[Spatial annotation records]
## start

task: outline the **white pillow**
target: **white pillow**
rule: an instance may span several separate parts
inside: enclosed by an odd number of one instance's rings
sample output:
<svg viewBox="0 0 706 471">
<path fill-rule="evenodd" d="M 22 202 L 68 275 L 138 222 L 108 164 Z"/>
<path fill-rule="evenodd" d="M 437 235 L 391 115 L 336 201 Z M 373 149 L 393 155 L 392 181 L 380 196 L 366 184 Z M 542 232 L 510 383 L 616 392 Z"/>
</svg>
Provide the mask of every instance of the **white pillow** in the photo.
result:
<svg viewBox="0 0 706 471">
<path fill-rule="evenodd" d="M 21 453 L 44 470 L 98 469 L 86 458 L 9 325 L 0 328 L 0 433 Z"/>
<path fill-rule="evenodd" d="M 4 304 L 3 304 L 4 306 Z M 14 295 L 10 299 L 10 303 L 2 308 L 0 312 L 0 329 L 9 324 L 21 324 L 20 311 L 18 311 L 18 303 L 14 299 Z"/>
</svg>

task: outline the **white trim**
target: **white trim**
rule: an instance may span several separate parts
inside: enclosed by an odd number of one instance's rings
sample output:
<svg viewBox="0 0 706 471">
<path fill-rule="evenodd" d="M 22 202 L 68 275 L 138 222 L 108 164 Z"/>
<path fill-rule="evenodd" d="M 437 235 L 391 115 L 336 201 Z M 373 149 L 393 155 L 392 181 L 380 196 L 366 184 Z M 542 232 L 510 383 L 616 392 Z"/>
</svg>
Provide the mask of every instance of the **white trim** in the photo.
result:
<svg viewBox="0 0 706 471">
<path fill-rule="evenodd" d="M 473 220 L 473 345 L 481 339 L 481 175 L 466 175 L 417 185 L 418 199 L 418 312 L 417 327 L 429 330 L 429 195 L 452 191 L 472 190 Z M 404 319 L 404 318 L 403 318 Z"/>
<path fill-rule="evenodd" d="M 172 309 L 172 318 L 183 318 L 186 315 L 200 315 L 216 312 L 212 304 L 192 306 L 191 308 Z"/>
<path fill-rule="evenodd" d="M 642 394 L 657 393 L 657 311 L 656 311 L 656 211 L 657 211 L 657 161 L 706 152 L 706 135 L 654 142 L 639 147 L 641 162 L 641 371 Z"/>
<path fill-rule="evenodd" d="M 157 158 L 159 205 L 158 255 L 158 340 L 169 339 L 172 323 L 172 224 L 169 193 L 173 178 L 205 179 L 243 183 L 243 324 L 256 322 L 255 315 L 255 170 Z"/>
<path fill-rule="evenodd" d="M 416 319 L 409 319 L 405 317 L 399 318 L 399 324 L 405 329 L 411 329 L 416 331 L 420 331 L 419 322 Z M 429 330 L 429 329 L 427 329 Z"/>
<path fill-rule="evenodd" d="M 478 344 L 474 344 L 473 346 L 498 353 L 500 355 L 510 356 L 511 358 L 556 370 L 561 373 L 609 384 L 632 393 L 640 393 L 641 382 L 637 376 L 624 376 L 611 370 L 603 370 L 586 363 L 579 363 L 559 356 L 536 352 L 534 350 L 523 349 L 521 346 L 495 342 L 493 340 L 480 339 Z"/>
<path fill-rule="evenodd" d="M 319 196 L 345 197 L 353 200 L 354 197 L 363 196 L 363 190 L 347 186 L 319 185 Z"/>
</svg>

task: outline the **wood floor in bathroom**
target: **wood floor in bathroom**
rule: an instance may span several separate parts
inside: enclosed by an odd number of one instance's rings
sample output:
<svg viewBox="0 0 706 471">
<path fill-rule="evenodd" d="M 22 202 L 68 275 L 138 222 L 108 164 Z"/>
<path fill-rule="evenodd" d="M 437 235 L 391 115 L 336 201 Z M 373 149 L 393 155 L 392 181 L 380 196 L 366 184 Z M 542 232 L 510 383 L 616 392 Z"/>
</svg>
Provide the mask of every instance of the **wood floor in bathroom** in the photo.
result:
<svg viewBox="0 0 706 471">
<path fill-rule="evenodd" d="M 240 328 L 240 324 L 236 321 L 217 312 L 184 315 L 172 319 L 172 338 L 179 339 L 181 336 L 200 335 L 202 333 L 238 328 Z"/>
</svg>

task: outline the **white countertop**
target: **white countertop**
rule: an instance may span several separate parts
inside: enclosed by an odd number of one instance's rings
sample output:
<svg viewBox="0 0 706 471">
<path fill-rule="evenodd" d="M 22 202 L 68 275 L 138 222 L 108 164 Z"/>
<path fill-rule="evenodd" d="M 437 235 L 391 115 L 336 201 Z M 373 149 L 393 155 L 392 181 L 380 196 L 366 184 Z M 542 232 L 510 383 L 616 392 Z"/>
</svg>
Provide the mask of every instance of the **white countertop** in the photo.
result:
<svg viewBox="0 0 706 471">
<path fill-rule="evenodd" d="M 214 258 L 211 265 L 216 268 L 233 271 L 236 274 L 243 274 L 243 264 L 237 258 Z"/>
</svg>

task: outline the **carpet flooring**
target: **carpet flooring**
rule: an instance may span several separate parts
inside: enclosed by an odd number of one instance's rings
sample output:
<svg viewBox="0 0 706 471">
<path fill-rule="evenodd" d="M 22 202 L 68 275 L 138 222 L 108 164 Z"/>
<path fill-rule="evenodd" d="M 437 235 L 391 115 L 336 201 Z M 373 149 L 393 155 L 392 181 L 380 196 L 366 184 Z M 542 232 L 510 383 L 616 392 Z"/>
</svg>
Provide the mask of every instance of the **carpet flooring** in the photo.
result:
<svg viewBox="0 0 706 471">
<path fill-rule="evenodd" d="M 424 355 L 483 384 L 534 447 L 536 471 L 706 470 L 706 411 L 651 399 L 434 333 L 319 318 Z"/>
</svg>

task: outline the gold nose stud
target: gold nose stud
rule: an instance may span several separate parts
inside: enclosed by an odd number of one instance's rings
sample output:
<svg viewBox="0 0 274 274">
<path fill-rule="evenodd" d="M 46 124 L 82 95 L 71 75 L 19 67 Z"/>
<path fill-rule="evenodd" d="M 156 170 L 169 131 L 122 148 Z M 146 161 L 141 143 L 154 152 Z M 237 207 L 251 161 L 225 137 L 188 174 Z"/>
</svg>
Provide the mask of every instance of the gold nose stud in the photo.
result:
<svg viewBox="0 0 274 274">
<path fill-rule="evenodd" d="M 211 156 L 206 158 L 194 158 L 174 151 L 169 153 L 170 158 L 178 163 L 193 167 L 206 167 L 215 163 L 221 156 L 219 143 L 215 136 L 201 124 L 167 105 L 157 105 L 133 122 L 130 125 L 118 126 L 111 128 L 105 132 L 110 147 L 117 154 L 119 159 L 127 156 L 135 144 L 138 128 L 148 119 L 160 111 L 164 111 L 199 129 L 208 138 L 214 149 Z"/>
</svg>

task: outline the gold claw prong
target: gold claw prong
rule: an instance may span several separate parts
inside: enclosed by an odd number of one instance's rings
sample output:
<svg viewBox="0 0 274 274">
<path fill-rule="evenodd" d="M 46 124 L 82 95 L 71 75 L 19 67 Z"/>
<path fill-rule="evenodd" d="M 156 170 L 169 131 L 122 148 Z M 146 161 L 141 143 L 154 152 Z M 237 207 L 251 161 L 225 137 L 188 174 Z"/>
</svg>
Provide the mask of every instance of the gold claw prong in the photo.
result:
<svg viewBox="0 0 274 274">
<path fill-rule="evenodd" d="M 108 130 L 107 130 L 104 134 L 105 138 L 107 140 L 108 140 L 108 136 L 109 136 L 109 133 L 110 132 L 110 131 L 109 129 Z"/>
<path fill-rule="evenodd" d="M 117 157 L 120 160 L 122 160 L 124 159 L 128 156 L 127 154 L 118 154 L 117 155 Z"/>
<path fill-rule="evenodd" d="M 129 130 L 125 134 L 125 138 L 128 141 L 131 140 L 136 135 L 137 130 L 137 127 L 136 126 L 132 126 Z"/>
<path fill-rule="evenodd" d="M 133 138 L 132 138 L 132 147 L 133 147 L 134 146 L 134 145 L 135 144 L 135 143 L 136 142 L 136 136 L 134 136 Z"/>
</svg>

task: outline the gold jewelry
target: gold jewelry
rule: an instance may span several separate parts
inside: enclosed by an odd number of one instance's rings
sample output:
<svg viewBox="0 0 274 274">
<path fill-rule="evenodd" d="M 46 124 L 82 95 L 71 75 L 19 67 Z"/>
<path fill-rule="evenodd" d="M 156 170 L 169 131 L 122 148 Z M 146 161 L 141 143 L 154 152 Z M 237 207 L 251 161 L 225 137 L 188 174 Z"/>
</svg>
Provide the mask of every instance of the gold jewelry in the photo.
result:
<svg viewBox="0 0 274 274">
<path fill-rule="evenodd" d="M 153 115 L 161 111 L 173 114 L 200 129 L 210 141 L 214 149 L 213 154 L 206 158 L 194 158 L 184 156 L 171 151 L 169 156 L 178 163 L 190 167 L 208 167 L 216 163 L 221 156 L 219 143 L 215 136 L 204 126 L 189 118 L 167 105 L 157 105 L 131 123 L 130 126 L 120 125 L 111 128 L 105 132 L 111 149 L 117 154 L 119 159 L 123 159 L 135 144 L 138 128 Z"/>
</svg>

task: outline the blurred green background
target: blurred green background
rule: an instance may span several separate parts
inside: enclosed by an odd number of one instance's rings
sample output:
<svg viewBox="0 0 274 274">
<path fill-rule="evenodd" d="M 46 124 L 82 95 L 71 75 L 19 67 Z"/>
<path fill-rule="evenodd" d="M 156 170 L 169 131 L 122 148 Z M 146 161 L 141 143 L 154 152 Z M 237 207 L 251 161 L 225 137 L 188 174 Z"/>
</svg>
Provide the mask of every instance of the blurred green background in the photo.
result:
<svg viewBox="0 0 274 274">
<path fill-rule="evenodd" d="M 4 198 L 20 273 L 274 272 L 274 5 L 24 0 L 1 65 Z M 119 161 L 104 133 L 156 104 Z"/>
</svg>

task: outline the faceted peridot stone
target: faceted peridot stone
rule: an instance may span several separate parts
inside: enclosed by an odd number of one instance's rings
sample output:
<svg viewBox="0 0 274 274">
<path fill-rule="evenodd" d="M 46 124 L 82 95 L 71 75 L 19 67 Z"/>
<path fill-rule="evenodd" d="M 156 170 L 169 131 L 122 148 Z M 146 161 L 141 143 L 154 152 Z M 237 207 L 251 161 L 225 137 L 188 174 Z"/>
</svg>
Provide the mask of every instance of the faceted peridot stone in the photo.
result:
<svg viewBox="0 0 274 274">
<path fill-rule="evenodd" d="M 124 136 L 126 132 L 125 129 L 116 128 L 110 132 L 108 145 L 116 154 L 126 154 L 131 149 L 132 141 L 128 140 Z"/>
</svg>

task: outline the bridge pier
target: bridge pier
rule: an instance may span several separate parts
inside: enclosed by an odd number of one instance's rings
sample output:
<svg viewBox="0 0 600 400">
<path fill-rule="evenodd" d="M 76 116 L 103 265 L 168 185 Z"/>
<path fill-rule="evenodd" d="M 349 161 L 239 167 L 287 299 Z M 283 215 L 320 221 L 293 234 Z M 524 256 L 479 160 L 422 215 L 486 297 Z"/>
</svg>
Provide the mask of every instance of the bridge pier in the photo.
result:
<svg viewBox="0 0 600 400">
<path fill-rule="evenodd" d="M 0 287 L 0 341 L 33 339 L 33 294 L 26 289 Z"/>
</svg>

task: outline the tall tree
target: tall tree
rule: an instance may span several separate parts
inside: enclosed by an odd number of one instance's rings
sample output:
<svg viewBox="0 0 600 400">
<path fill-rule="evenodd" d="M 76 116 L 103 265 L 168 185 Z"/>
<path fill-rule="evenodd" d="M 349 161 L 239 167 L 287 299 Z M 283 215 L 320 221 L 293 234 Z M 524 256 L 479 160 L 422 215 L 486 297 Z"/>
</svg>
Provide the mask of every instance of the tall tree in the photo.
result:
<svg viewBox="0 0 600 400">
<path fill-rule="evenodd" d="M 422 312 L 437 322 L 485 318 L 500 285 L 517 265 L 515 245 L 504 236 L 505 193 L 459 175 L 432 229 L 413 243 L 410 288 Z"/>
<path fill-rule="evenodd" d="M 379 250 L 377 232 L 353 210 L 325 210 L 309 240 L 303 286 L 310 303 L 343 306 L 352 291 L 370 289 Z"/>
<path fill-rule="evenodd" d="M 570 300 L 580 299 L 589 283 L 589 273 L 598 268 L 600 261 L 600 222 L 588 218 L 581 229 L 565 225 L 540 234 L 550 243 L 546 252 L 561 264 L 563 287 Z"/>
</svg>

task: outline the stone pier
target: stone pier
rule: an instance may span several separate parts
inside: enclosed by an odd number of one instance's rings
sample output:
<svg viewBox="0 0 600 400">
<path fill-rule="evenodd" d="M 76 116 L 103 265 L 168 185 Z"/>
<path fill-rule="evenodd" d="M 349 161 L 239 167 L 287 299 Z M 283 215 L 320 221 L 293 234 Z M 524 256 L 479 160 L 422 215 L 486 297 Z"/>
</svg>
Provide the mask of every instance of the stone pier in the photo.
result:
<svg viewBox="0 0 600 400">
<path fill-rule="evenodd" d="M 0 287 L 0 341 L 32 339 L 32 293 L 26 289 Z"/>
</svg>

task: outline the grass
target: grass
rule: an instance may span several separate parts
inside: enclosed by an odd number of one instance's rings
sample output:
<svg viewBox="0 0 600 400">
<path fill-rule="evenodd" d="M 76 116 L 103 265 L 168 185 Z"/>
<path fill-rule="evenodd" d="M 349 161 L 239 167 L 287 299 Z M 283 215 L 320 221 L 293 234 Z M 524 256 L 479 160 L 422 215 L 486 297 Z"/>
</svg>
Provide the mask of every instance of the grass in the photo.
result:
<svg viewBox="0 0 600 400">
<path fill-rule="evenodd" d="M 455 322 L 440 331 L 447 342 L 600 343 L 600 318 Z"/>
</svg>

## end

[What you have to do]
Copy exactly the lines above, from the one containing "task: outline the stone pier" through the very last line.

[Output]
task: outline the stone pier
target: stone pier
rule: an instance may span several separate parts
inside: enclosed by an odd number of one instance's rings
sample output:
<svg viewBox="0 0 600 400">
<path fill-rule="evenodd" d="M 76 116 L 103 265 L 168 185 Z"/>
<path fill-rule="evenodd" d="M 349 161 L 239 167 L 287 299 Z M 283 215 L 320 221 L 293 234 Z M 524 256 L 479 160 L 422 215 L 486 297 Z"/>
</svg>
Provide the mask of every instance of the stone pier in the photo.
result:
<svg viewBox="0 0 600 400">
<path fill-rule="evenodd" d="M 0 287 L 0 341 L 32 339 L 32 293 L 26 289 Z"/>
</svg>

task: outline the grass
target: grass
rule: an instance may span several separate parts
inside: enclosed by an odd number of one instance's rings
sample output:
<svg viewBox="0 0 600 400">
<path fill-rule="evenodd" d="M 76 116 L 103 265 L 168 185 Z"/>
<path fill-rule="evenodd" d="M 349 161 L 239 167 L 287 299 Z M 283 215 L 320 221 L 293 234 Z M 524 256 L 479 160 L 422 215 L 486 297 Z"/>
</svg>
Provide the mask of every instance of the grass in the photo.
result:
<svg viewBox="0 0 600 400">
<path fill-rule="evenodd" d="M 455 322 L 440 331 L 447 342 L 600 343 L 600 318 Z"/>
</svg>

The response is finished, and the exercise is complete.